** Objective 1 **
Answer these questions about the notebook:
(a) What default value does the EncBlock constructor give to dropout?
(b) Which file path does the notebook open to load its configuration?
(c) What is the batch_size in the printed configuration?
** Objective 2 **
Name every item that the notebook imports from models.nn.
** Objective 3 **
Based on the notebook, say whether each statement is true, and quote the words that decide it:
(a) The printed configuration sets noise_schedule to cosine.
(b) In the EncBlock constructor, use_scale_shift_norm defaults to True.
(c) EncBlock's forward method applies the convolution before the residual block.
-------- Selected passage --------
In [1]:
# test cdm encoder
import torch
import torch.nn as nn
from models.unet import *
from models.nn import (
    SiLU,
    conv_nd,
    linear,
    avg_pool_nd,
    zero_module,
    normalization,
    timestep_embedding,
    checkpoint,
)

In [2]:
class EncBlock(nn.Module):
    def __init__(self, 
                in_channels, 
                out_channels,
                emb_channels=None,
                dropout=0.1,
                conv_resample=True,
                use_scale_shift_norm=False,
                dims=2,
                use_checkpoint=False,):
        super().__init__()
        self.resblock = ResBlock(
                in_channels,
                emb_channels,
                dropout,
                out_channels=out_channels,
                dims=dims,
                use_checkpoint=use_checkpoint,
                use_scale_shift_norm=use_scale_shift_norm,
            )
        self.conv = TimestepEmbedSequential(Downsample(out_channels, conv_resample, dims=dims))

    def forward(self, x, emb=None):
        x = self.resblock(x, emb)
        x = self.conv(x, emb)
        return x

In [3]:
import yaml
with open('configs/cifar10.yaml', 'r') as f:
    try:
        config = yaml.safe_load(f)
    except yaml.YAMLError as exc:
        print(exc)
print(config)

{'num_classes': 10, 'dataset': 'cifar10', 'data_dir': '../data/cifar_train', 'log_dir': './log/cdm_log', 'model_path': './log/jscc/model100000.pt', 'encoder_path': './log/unet/encoder100000.pt', 'jscc_encoder_path': './log/jscc/encoder100000.pt', 'dropout': 0.3, 'lr': 0.0001, 'weight_decay': 0.0, 'lr_anneal_steps': 100000, 'batch_size': 64, 'microbatch': -1, 'ema_rate': 0.9999, 'log_interval': 100, 'save_interval': 50000, 'resume_checkpoint': '', 'use_fp16': False, 'fp16_scale_growth': '1e-3', 'image_size': 32, 'num_channels': 128, 'num_res_blocks': 3, 'num_heads': 4, 'num_heads_upsample': -1, 'attention_resolutions': '16,8', 'learn_sigma': True, 'diffusion_steps': 4000, 'noise_schedule': 'cosine', 'schedule_sampler': 'uniform', 'sigma_small': False, 'class_cond': True, 'timestep_respacing': '', 'use_kl': False, 'predict_xstart': False, 'rescale_timesteps': True, 'rescale_learned_sigmas': True, 'use_checkpoint': False, 'use_scale_shift_norm': True, 'num_samples': 100, 'clip_denoised': 

In [4]:
config.keys()

dict_keys(['num_classes', 'dataset', 'data_dir', 'log_dir', 'model_path', 'encoder_path', 'jscc_encoder_path', 'dropout', 'lr', 'weight_decay', 'lr_anneal_steps', 'batch_size', 'microbatch', 'ema_rate', 'log_interval', 'save_interval', 'resume_checkpoint', 'use_fp16', 'fp16_scale_growth', 'image_size', 'num_channels', 'num_res_blocks', 'num_heads', 'num_heads_upsample', 'attention_resolutions', 'learn_sigma', 'diffusion_steps', 'noise_schedule', 'schedule_sampler', 'sigma_small', 'class_cond', 'timestep_respacing', 'use_kl', 'predict_xstart', 'rescale_timesteps', 'rescale_learned_sigmas', 'use_checkpoint', 'use_scale_shift_norm', 'num_samples', 'clip_denoised', 'use_ddim', 'encoder_type', 'use_label_embed', 'use_time_embed', 'use_latent', 'latent_dim', 'out_channels', 'hidden_dims', 'c_out', 'noise'])
-------- Information provided --------
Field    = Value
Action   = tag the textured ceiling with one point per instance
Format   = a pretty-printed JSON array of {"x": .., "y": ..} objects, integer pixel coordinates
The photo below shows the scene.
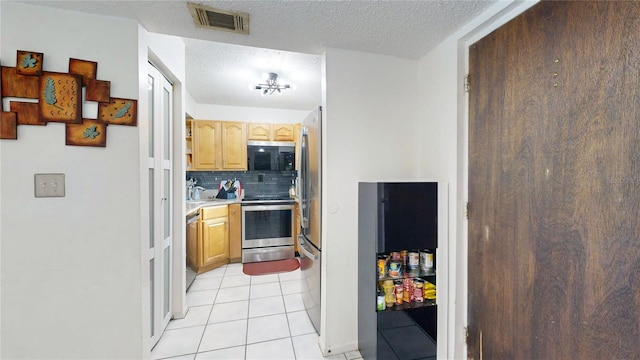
[{"x": 286, "y": 37}]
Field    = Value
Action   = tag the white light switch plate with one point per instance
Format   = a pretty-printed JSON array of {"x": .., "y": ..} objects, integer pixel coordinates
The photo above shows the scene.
[{"x": 49, "y": 185}]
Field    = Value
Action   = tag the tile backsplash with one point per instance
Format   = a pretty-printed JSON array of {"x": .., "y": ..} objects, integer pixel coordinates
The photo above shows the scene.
[{"x": 253, "y": 182}]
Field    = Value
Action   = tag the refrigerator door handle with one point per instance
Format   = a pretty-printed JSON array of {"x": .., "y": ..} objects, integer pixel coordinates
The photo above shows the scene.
[{"x": 302, "y": 246}]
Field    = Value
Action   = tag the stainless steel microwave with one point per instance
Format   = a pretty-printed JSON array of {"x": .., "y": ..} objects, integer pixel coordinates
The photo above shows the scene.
[{"x": 271, "y": 155}]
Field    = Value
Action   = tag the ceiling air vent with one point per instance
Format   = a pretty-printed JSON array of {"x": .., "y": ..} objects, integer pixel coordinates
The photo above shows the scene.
[{"x": 211, "y": 18}]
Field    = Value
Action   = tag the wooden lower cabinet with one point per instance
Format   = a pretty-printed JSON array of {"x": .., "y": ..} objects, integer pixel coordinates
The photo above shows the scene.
[
  {"x": 235, "y": 233},
  {"x": 212, "y": 247},
  {"x": 192, "y": 243},
  {"x": 296, "y": 224}
]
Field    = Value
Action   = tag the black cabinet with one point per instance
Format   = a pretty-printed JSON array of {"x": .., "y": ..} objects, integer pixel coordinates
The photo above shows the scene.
[{"x": 394, "y": 218}]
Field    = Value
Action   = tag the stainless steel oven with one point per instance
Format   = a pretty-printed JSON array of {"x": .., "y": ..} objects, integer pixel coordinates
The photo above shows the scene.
[{"x": 267, "y": 230}]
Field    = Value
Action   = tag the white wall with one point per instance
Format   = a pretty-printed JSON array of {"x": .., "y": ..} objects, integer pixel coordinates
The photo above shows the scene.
[
  {"x": 368, "y": 132},
  {"x": 71, "y": 266},
  {"x": 249, "y": 114},
  {"x": 443, "y": 149}
]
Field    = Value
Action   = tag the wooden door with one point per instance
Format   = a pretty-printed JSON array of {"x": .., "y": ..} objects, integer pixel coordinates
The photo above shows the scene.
[
  {"x": 205, "y": 144},
  {"x": 234, "y": 146},
  {"x": 554, "y": 185},
  {"x": 215, "y": 241}
]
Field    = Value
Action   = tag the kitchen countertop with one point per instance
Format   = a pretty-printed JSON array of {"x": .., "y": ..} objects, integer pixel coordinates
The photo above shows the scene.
[{"x": 192, "y": 206}]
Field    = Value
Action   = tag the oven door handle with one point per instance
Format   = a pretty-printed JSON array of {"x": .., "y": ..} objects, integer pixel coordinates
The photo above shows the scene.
[{"x": 302, "y": 246}]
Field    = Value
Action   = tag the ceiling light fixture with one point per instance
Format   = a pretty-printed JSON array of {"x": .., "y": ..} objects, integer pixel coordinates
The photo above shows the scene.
[{"x": 271, "y": 85}]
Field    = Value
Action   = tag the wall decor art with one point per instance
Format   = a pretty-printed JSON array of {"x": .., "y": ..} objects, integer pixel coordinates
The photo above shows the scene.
[
  {"x": 8, "y": 126},
  {"x": 60, "y": 97},
  {"x": 119, "y": 111},
  {"x": 97, "y": 90},
  {"x": 16, "y": 85},
  {"x": 88, "y": 69},
  {"x": 29, "y": 63},
  {"x": 26, "y": 113},
  {"x": 90, "y": 132}
]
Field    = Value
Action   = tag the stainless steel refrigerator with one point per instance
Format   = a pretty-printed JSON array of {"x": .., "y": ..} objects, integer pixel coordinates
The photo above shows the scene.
[{"x": 310, "y": 196}]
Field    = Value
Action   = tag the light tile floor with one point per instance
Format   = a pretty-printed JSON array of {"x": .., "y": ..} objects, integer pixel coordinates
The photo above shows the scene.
[{"x": 236, "y": 316}]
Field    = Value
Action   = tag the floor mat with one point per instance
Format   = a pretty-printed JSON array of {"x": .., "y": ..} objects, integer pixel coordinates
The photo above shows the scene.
[{"x": 270, "y": 267}]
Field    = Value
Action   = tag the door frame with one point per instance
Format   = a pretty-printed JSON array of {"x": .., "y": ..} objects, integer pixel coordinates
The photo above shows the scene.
[
  {"x": 178, "y": 294},
  {"x": 491, "y": 20}
]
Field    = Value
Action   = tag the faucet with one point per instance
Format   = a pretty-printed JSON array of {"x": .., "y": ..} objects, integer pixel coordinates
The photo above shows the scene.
[
  {"x": 196, "y": 192},
  {"x": 190, "y": 184}
]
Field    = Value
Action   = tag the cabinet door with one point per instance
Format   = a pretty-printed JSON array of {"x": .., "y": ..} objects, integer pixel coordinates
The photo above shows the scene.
[
  {"x": 215, "y": 241},
  {"x": 192, "y": 244},
  {"x": 259, "y": 132},
  {"x": 296, "y": 138},
  {"x": 296, "y": 229},
  {"x": 205, "y": 144},
  {"x": 283, "y": 132},
  {"x": 234, "y": 146},
  {"x": 235, "y": 233}
]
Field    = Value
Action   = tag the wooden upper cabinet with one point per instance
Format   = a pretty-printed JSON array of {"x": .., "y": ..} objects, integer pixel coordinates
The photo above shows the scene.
[
  {"x": 271, "y": 132},
  {"x": 219, "y": 145},
  {"x": 283, "y": 132},
  {"x": 206, "y": 144},
  {"x": 234, "y": 146},
  {"x": 259, "y": 132}
]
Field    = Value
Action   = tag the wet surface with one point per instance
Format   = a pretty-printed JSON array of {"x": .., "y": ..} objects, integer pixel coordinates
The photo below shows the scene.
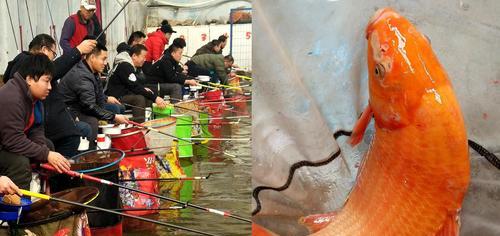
[{"x": 229, "y": 189}]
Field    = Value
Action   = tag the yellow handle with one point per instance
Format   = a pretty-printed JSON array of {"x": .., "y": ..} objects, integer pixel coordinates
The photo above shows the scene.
[
  {"x": 33, "y": 194},
  {"x": 244, "y": 77}
]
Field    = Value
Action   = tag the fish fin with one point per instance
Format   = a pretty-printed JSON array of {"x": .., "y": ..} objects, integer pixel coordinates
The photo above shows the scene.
[
  {"x": 450, "y": 226},
  {"x": 360, "y": 126},
  {"x": 314, "y": 223},
  {"x": 258, "y": 230}
]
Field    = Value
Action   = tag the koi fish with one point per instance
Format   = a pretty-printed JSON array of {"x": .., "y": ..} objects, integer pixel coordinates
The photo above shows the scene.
[
  {"x": 414, "y": 176},
  {"x": 258, "y": 230}
]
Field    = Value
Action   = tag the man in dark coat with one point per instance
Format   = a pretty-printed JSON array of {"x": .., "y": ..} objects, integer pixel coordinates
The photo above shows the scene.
[
  {"x": 60, "y": 127},
  {"x": 22, "y": 137},
  {"x": 82, "y": 91},
  {"x": 125, "y": 85}
]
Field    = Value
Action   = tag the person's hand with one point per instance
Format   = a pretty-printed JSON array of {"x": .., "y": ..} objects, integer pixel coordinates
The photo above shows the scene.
[
  {"x": 60, "y": 163},
  {"x": 191, "y": 82},
  {"x": 160, "y": 102},
  {"x": 113, "y": 100},
  {"x": 8, "y": 187},
  {"x": 121, "y": 119},
  {"x": 86, "y": 46}
]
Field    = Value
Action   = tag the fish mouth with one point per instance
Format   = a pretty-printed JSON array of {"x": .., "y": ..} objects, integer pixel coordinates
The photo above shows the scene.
[{"x": 377, "y": 16}]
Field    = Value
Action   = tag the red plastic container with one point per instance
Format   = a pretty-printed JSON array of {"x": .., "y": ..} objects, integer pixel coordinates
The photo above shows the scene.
[{"x": 142, "y": 166}]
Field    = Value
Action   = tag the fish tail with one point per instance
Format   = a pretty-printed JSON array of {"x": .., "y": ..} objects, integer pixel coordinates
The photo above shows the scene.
[
  {"x": 360, "y": 126},
  {"x": 450, "y": 226},
  {"x": 315, "y": 223}
]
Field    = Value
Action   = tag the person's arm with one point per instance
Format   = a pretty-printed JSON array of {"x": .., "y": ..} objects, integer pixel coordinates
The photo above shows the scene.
[
  {"x": 157, "y": 49},
  {"x": 12, "y": 134},
  {"x": 125, "y": 74},
  {"x": 218, "y": 62},
  {"x": 87, "y": 99},
  {"x": 65, "y": 62},
  {"x": 170, "y": 74},
  {"x": 66, "y": 34}
]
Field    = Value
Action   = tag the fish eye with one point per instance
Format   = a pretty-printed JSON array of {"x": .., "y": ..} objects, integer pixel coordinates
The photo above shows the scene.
[{"x": 379, "y": 70}]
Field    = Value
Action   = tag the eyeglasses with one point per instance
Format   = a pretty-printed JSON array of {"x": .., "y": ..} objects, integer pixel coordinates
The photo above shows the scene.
[{"x": 53, "y": 52}]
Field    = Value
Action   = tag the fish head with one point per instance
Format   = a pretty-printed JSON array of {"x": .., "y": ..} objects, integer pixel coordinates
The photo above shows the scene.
[{"x": 401, "y": 68}]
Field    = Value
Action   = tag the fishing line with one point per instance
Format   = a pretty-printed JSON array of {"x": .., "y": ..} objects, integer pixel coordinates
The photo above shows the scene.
[
  {"x": 12, "y": 25},
  {"x": 293, "y": 168},
  {"x": 29, "y": 18},
  {"x": 492, "y": 158}
]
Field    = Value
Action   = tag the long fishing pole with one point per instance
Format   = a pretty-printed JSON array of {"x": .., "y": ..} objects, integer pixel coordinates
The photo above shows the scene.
[
  {"x": 50, "y": 198},
  {"x": 103, "y": 181},
  {"x": 29, "y": 18},
  {"x": 53, "y": 27},
  {"x": 12, "y": 25},
  {"x": 158, "y": 113},
  {"x": 20, "y": 26},
  {"x": 106, "y": 28},
  {"x": 145, "y": 209},
  {"x": 182, "y": 139},
  {"x": 169, "y": 179}
]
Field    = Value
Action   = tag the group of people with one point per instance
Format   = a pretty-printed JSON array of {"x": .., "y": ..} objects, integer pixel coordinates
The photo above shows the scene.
[{"x": 50, "y": 102}]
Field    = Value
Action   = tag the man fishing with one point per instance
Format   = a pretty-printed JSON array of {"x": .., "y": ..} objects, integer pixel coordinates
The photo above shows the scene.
[{"x": 22, "y": 138}]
--------
** Finished answer 1 **
(a) 0.1
(b) 'configs/cifar10.yaml'
(c) 64

** Finished answer 2 **
SiLU, conv_nd, linear, avg_pool_nd, zero_module, normalization, timestep_embedding, checkpoint

** Finished answer 3 **
(a) Yes: "'noise_schedule': 'cosine'"
(b) No: "use_scale_shift_norm=False,"
(c) No: "x = self.resblock(x, emb)" comes before "x = self.conv(x, emb)"